(Stored entries)

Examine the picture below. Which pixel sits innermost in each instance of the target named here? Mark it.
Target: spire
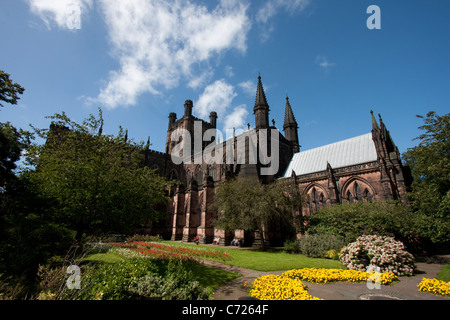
(260, 95)
(290, 127)
(289, 119)
(261, 109)
(147, 146)
(374, 122)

> **TASK**:
An exact copy of every record above is required, with all pictures omitted.

> **SOLVED PROBLEM**:
Examine the picture below. Which pixel sits innermost in each instance of the target named here? Mark it.
Target: spire
(260, 95)
(290, 127)
(289, 119)
(261, 109)
(147, 146)
(374, 122)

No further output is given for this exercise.